Registros de rotulagem de localização:
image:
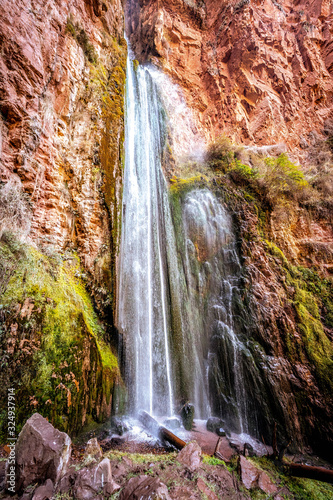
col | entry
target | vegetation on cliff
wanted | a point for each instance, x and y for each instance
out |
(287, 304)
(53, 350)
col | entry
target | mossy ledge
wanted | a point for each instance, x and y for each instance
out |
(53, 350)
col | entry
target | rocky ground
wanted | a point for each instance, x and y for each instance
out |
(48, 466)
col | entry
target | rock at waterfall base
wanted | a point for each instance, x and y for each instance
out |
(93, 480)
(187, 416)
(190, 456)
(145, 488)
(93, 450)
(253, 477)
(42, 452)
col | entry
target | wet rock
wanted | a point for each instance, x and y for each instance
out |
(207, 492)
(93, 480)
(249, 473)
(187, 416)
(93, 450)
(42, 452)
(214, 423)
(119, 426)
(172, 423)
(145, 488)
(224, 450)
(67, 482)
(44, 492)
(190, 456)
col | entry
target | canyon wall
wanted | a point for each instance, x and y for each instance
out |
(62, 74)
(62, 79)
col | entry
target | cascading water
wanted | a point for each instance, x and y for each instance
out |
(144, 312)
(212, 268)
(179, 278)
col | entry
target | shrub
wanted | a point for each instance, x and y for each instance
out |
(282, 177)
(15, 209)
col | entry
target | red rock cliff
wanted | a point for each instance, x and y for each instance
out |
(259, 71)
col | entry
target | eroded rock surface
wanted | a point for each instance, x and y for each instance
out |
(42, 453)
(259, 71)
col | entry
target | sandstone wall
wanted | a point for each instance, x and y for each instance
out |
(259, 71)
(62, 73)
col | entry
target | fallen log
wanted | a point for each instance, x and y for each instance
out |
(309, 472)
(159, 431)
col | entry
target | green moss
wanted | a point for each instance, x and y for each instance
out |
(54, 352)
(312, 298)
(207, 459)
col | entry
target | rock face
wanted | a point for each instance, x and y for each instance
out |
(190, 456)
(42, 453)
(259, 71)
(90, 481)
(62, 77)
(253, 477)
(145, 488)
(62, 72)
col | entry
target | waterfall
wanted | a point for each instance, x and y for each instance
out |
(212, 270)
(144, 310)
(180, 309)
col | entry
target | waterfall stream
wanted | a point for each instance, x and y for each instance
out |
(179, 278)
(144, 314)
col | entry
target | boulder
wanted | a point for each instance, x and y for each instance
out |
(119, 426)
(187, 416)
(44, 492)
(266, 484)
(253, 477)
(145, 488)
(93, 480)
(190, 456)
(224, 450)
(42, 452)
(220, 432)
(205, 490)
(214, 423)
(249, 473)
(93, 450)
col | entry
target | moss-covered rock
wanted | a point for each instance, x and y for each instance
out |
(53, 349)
...
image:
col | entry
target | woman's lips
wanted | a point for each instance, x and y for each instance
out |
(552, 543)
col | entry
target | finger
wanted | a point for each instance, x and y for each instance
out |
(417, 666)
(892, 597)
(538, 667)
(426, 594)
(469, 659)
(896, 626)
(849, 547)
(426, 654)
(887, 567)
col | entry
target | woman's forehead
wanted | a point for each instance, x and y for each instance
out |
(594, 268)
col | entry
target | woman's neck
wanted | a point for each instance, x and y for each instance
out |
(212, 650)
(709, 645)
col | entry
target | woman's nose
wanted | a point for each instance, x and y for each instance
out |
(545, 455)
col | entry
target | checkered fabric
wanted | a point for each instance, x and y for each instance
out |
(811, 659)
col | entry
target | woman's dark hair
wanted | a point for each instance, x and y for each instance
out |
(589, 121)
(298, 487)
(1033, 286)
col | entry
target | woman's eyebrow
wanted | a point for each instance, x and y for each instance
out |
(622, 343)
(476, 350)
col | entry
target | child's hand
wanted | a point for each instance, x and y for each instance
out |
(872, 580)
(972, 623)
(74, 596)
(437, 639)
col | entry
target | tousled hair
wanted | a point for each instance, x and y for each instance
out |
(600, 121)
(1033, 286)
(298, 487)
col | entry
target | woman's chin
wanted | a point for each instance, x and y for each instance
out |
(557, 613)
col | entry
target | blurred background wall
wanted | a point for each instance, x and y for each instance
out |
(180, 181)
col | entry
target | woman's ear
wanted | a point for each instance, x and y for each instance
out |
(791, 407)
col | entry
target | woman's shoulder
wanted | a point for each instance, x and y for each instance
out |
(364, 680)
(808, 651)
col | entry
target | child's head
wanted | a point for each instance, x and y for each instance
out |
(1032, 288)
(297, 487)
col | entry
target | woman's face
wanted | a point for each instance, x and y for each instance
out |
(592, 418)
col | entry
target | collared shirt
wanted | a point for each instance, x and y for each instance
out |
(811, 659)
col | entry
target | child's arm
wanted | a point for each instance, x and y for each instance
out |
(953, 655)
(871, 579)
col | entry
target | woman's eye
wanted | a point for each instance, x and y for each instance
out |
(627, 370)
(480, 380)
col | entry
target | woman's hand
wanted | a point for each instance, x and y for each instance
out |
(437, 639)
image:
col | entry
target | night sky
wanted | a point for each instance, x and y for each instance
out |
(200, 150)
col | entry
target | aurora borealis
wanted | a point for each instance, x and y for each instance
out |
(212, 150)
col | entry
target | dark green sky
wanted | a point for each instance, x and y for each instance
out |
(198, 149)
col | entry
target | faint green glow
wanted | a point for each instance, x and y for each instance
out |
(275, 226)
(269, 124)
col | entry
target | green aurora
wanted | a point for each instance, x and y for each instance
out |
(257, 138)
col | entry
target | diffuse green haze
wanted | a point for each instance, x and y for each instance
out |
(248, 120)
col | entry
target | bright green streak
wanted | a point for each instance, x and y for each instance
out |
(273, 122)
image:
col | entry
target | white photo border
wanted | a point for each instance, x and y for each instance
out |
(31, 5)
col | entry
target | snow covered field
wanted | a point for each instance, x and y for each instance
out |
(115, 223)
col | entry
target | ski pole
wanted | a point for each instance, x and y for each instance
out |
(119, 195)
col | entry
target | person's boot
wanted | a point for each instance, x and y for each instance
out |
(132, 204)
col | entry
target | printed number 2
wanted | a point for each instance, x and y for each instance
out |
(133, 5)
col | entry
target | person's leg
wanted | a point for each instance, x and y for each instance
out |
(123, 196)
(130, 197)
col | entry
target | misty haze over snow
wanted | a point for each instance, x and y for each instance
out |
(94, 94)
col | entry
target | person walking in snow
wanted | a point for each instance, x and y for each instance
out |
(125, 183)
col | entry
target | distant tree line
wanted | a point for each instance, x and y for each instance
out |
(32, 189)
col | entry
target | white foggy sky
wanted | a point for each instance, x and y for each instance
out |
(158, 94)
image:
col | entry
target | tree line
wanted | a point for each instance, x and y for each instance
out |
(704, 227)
* * *
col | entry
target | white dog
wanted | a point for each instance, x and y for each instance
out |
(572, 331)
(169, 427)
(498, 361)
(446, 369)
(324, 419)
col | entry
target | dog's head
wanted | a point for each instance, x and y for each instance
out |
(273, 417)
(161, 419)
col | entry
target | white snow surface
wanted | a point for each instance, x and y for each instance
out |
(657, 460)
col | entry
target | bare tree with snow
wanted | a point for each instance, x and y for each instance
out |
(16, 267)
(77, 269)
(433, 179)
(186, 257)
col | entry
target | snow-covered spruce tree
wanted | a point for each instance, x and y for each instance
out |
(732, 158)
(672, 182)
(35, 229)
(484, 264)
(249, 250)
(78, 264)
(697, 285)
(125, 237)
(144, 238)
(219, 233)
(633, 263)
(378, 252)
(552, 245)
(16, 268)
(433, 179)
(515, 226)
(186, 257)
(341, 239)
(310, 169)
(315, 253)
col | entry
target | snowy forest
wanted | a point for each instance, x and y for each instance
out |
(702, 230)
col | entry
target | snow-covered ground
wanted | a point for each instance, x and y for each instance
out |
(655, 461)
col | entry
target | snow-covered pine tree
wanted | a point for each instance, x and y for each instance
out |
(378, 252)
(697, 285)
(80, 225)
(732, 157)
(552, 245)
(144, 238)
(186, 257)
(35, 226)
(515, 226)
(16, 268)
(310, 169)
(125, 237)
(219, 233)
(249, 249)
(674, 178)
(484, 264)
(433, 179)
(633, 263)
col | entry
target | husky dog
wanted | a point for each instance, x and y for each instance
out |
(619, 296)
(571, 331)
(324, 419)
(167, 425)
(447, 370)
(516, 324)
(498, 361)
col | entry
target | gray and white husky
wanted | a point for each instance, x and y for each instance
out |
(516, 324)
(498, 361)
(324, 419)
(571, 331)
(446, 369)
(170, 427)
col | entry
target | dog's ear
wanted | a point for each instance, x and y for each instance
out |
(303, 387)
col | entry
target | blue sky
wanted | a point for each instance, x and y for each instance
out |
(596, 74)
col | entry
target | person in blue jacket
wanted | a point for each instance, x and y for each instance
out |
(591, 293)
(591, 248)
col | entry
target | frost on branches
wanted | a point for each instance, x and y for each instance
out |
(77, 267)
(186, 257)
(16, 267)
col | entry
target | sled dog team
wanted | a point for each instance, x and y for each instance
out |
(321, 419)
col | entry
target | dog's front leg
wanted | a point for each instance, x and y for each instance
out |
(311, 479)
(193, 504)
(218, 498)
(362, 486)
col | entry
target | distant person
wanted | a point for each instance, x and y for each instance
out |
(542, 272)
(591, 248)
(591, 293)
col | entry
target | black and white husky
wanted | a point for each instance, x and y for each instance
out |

Requisitos do problema: Diga quantas linhas dos itens acima contêm a palavra "husky". Responda somente com o número.

Solução do problema: 3